AIM OF THE TASK
Can you gather every line in the material below that contains the word "above" and copy each one out in full?
+-------+
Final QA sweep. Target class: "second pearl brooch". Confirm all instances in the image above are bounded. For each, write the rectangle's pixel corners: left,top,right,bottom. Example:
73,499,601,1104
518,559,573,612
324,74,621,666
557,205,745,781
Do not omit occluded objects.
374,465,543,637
+-------+
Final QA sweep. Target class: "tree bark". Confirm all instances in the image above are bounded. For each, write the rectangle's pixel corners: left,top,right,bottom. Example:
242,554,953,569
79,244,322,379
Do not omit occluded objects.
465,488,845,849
+-------+
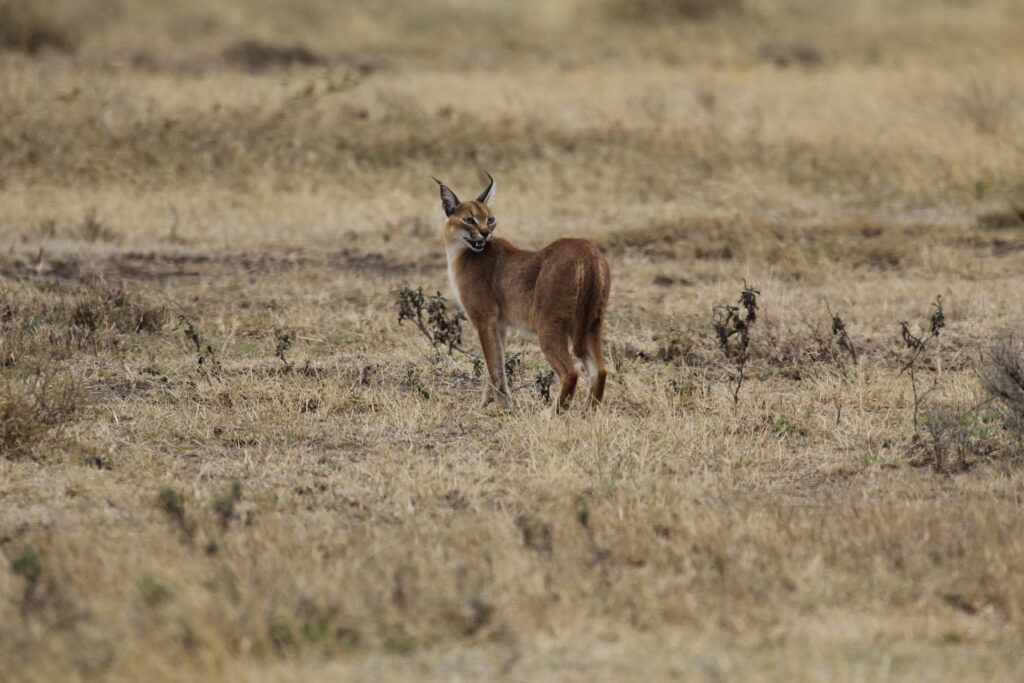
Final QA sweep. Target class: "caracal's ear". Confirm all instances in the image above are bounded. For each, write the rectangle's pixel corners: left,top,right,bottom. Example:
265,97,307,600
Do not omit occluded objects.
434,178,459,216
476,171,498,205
+-------+
WORKED SOLUTION
Final QA sweep. Target class: "second pearl brooch". Confirm all instances in the image above are bounded. For each, write the rectangle's pixel corners: left,top,right,bottom. Example:
Final QA sweep. Target class: "tree bark". Confirm all instances in the image above are bounded. For each, write the rectangle's pixel corners: left,top,right,bottom. Example:
Final QA sweep. Target class: "caracal's ear". Confirm all instances in the image above are bounded. For each, write the rectangle's pixel corners: left,top,right,bottom. Example:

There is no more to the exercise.